-- TASK INPUTS follows --

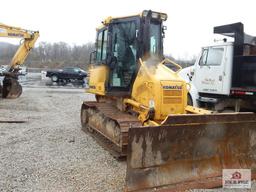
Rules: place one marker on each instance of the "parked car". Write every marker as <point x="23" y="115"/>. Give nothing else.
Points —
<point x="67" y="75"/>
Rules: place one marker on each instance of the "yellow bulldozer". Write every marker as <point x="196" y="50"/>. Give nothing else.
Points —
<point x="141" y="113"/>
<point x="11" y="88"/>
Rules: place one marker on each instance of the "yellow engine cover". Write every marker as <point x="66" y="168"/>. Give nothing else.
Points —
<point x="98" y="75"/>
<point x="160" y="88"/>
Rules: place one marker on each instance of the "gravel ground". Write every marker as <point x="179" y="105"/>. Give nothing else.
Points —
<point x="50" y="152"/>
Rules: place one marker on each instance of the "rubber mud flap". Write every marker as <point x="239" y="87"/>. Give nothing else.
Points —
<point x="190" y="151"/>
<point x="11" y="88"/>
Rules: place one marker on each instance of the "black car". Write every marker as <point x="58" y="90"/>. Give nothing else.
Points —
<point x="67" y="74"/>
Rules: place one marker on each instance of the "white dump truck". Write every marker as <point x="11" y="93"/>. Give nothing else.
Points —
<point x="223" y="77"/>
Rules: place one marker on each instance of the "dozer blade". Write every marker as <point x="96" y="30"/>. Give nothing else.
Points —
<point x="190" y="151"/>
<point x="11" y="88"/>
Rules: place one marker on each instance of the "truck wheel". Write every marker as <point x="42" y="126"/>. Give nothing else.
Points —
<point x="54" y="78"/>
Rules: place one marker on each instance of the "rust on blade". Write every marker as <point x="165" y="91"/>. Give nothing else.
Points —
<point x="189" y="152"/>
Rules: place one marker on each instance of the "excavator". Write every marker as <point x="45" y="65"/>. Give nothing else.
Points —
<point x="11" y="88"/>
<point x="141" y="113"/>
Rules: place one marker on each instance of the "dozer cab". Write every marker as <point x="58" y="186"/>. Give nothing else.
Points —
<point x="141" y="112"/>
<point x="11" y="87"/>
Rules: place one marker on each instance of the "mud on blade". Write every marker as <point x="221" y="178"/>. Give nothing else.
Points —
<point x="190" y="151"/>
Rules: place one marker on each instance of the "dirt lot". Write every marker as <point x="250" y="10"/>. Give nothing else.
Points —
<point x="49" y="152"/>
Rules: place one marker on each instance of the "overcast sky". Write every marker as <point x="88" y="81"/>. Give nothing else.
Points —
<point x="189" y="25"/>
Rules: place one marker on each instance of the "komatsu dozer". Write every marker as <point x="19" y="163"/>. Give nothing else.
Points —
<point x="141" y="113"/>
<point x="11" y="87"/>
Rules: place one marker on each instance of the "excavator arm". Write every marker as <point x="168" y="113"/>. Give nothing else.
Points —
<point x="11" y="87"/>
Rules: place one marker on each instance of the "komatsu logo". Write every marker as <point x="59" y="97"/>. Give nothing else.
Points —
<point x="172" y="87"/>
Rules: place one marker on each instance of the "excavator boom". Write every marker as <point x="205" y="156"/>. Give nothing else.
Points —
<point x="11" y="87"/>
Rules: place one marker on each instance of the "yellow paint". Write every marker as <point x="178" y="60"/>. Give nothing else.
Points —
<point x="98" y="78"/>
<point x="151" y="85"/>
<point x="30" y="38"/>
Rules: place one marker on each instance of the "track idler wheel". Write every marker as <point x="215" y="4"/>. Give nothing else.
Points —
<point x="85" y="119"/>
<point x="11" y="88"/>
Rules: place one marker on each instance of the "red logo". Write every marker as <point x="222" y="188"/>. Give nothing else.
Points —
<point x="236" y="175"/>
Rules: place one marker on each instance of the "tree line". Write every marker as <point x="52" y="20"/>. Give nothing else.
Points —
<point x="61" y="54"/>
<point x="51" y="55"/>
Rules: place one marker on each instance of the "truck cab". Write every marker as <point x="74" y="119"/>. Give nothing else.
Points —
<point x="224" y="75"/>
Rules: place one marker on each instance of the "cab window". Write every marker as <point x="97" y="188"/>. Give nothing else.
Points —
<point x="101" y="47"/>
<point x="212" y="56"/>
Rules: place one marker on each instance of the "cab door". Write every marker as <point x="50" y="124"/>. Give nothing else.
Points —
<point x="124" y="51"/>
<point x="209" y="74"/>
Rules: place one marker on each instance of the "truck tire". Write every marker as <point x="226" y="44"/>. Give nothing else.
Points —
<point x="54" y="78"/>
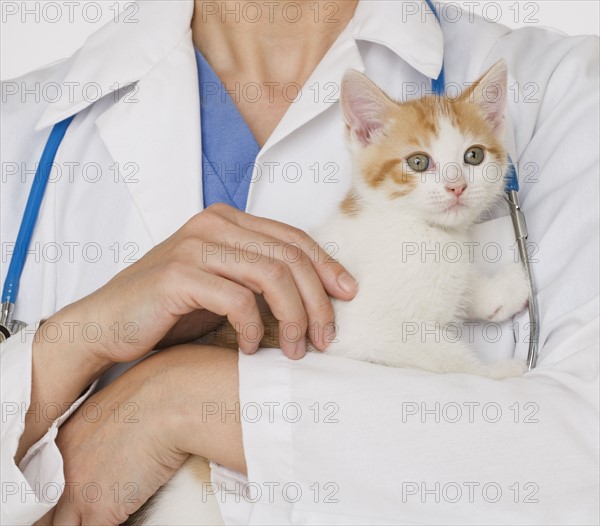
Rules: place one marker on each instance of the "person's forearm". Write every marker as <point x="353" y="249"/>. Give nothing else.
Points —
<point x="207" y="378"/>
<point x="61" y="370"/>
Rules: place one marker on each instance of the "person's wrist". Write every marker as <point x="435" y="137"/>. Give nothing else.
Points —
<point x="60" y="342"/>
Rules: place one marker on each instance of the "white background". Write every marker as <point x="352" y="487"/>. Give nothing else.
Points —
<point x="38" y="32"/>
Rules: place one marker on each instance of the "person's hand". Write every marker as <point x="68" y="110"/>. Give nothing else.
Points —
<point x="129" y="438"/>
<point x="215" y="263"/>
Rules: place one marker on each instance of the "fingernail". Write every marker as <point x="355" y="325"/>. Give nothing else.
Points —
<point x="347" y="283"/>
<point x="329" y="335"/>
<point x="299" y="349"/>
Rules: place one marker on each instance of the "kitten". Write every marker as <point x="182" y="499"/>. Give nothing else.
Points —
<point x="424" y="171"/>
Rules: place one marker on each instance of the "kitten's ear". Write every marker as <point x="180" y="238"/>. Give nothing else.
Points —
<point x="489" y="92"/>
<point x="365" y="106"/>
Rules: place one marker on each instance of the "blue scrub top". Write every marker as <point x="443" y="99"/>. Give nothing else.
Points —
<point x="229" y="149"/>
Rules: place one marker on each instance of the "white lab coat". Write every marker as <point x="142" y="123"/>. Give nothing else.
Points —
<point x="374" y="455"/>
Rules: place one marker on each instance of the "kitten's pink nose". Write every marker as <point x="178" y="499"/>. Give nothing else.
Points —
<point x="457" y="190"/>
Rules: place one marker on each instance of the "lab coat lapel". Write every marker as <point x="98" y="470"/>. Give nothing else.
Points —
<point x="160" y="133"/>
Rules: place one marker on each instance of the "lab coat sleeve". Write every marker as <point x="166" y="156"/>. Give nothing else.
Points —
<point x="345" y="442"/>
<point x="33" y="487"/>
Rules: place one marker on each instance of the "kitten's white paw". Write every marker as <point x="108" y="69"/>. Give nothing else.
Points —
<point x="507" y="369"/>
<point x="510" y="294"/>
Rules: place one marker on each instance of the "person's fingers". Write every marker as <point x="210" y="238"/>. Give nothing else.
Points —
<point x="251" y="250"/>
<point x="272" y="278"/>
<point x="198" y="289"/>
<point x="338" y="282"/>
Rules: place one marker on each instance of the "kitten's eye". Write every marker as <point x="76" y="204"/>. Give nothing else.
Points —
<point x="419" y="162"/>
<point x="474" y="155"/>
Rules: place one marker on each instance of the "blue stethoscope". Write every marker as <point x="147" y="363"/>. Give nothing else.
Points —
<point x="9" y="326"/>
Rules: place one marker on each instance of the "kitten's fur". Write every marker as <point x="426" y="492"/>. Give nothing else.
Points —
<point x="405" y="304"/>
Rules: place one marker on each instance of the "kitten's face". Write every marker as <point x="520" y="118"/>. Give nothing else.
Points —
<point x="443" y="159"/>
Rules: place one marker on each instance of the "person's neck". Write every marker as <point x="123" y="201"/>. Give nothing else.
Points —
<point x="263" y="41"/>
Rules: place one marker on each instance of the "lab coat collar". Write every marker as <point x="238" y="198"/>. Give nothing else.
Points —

-- TASK INPUTS concluded --

**WORK TO COMPLETE:** Output the records above unchanged, minus their pictures.

**COMPLETED EXERCISE:**
Rules: place one marker on each instance of the "parked car". Write every marker as <point x="23" y="115"/>. Give nothing else.
Points —
<point x="67" y="75"/>
Rules: place one marker on each instance of the "yellow bulldozer". Write every marker as <point x="196" y="50"/>. Give nothing else.
Points —
<point x="141" y="113"/>
<point x="11" y="88"/>
Rules: place one marker on each instance of the "yellow engine cover". Write every marker as <point x="66" y="168"/>. Give nothing else.
Points —
<point x="98" y="75"/>
<point x="160" y="88"/>
Rules: place one marker on each instance of the "gravel ground". Write every marker as <point x="179" y="105"/>. Give nothing else.
Points —
<point x="50" y="152"/>
Rules: place one marker on each instance of the "rubber mud flap". Write every marker as <point x="239" y="87"/>. Give nothing else.
Points —
<point x="190" y="151"/>
<point x="11" y="88"/>
Rules: place one marker on each instance of the "black car". Write every marker as <point x="58" y="90"/>. Give nothing else.
Points —
<point x="67" y="74"/>
Rules: place one marker on each instance of the "white dump truck". Write every marker as <point x="11" y="93"/>. Give nothing else.
Points —
<point x="223" y="77"/>
Rules: place one marker on each instance of the "dozer blade". Write every marker as <point x="96" y="30"/>. Give nothing else.
Points —
<point x="190" y="151"/>
<point x="11" y="88"/>
Rules: place one marker on each instance of the "truck wheel". Write every marker as <point x="42" y="126"/>. Give nothing else.
Points —
<point x="54" y="78"/>
Rules: place one marker on each instance of the "rust on blade". Write every marker as <point x="165" y="91"/>. Give nothing else.
Points —
<point x="189" y="152"/>
Rules: place one marker on each instance of the "excavator". Write every marker as <point x="45" y="65"/>. Give nothing else.
Points —
<point x="11" y="88"/>
<point x="141" y="113"/>
Rules: place one marker on each instance of the "dozer cab". Write every marker as <point x="58" y="186"/>. Give nothing else.
Points —
<point x="141" y="112"/>
<point x="11" y="87"/>
Rules: place one marker on each instance of the "mud on blade". Write every marker as <point x="221" y="178"/>. Give nothing else.
Points —
<point x="190" y="151"/>
Rules: place one marker on each instance of the "dirt lot". Write every marker as <point x="250" y="10"/>. Give nothing else.
Points —
<point x="49" y="152"/>
Rules: place one marker on each instance of the "overcast sky". Write every marker as <point x="88" y="81"/>. Give nothing else.
Points —
<point x="189" y="25"/>
Rules: place one marker on each instance of the "komatsu dozer". Write every marker as <point x="19" y="163"/>. Give nothing else.
Points —
<point x="141" y="113"/>
<point x="11" y="87"/>
Rules: place one marker on each instance of the "excavator arm". Write every marker as <point x="168" y="113"/>. Give nothing else.
Points —
<point x="11" y="87"/>
Rules: place one marker on each instance of the "komatsu logo". Write every marker as <point x="59" y="97"/>. Give nothing else.
Points —
<point x="172" y="87"/>
Rules: place one marker on each instance of the "excavator boom". Write every marker as <point x="205" y="156"/>. Give nothing else.
Points —
<point x="11" y="87"/>
Rules: place one marker on each instance of the "yellow paint". Write every marker as <point x="178" y="60"/>. Give nothing else.
Points —
<point x="98" y="78"/>
<point x="151" y="85"/>
<point x="30" y="38"/>
Rules: place one marker on each instance of the "track idler wheel". Write every marker as <point x="215" y="4"/>. Give nothing else.
Points —
<point x="85" y="119"/>
<point x="11" y="88"/>
Rules: place one marker on each instance of the "red logo". Write every marker as <point x="222" y="188"/>. Give nothing else.
Points —
<point x="236" y="175"/>
Rules: place one marker on each instance of the "tree line". Write every marker as <point x="52" y="20"/>. Give nothing else.
Points —
<point x="61" y="54"/>
<point x="51" y="55"/>
Rules: place one marker on each instance of the "truck cab". Write every marker as <point x="74" y="119"/>. Give nothing else.
Points —
<point x="224" y="75"/>
Rules: place one marker on each instance of the "cab window". Write every marker as <point x="97" y="188"/>. Give nothing else.
Points —
<point x="101" y="47"/>
<point x="212" y="56"/>
Rules: place one marker on each instance of the "cab door". Write every marker as <point x="50" y="124"/>. Give nothing else.
Points —
<point x="124" y="51"/>
<point x="209" y="74"/>
Rules: place one marker on each instance of the "truck tire". Write every marker as <point x="226" y="44"/>. Give nothing else.
Points —
<point x="54" y="78"/>
Rules: place one marker on each instance of the "person's forearm". Write every marker as <point x="353" y="249"/>. Give nothing else.
Points —
<point x="207" y="378"/>
<point x="61" y="370"/>
Rules: place one marker on each instance of the "person's wrist". Write every marker as <point x="435" y="137"/>. Give nothing else.
Points —
<point x="60" y="342"/>
Rules: place one marker on each instance of the "white background". Write every marker as <point x="352" y="487"/>. Give nothing else.
Points —
<point x="38" y="32"/>
Rules: place one marker on each instance of the "person's hand". Write every marker as <point x="68" y="110"/>. Give nothing else.
Points —
<point x="129" y="438"/>
<point x="215" y="263"/>
Rules: place one marker on each instance of the "fingernail". Write every marker as <point x="355" y="325"/>. Give nothing else.
Points —
<point x="347" y="283"/>
<point x="329" y="335"/>
<point x="299" y="349"/>
Rules: place one marker on each instance of the "kitten". Write every marker as <point x="182" y="499"/>. Give nothing else.
Points —
<point x="424" y="171"/>
Rules: place one marker on each instance of the "kitten's ear". Write every marker as <point x="180" y="238"/>. Give nothing else.
Points —
<point x="489" y="92"/>
<point x="365" y="106"/>
Rules: place one marker on each instance of the "blue scrub top". Write every marker as <point x="443" y="99"/>. Give nothing else.
Points —
<point x="229" y="149"/>
Rules: place one marker on each instance of the "white lab coat". Write every marker as <point x="142" y="123"/>. Give nothing else.
Points —
<point x="374" y="455"/>
Rules: place one marker on each instance of the "kitten's pink nose". Write every marker as <point x="178" y="499"/>. Give nothing else.
Points —
<point x="457" y="190"/>
Rules: place one marker on each instance of the "lab coat lapel". Write every marker as <point x="98" y="470"/>. Give nothing else.
Points —
<point x="160" y="133"/>
Rules: place one marker on each instance of the "lab coat sleeve". Write every marker as <point x="166" y="156"/>. Give nothing else.
Points —
<point x="345" y="442"/>
<point x="33" y="487"/>
Rules: place one marker on each instance of the "kitten's white paw". Write every marker as <point x="108" y="69"/>. Give nothing else.
Points —
<point x="507" y="369"/>
<point x="510" y="294"/>
Rules: place one marker on each instance of the "person's fingers". Write every marker as <point x="210" y="238"/>. Give nothing else.
Points —
<point x="251" y="250"/>
<point x="272" y="278"/>
<point x="198" y="289"/>
<point x="338" y="282"/>
Rules: place one marker on each instance of the "kitten's eye". Write every marker as <point x="76" y="204"/>. Give nothing else.
Points —
<point x="419" y="162"/>
<point x="474" y="155"/>
Rules: place one marker on each instance of the "blue stethoscope". Write every marker as <point x="147" y="363"/>. Give nothing else.
Points —
<point x="9" y="326"/>
Rules: place one marker on each instance of the "kitten's fur". Write every marker as <point x="426" y="492"/>. Give nothing else.
Points —
<point x="405" y="304"/>
Rules: place one marker on each instance of the "kitten's face". Write every marker as <point x="520" y="118"/>. Give nothing else.
Points —
<point x="443" y="159"/>
Rules: place one marker on each instance of the "person's neck". Write every marker as <point x="123" y="201"/>. Give nothing else.
Points —
<point x="263" y="41"/>
Rules: place one marker on each instance of the "lab coat collar". Write every marker as <point x="238" y="198"/>. Give nothing else.
Points —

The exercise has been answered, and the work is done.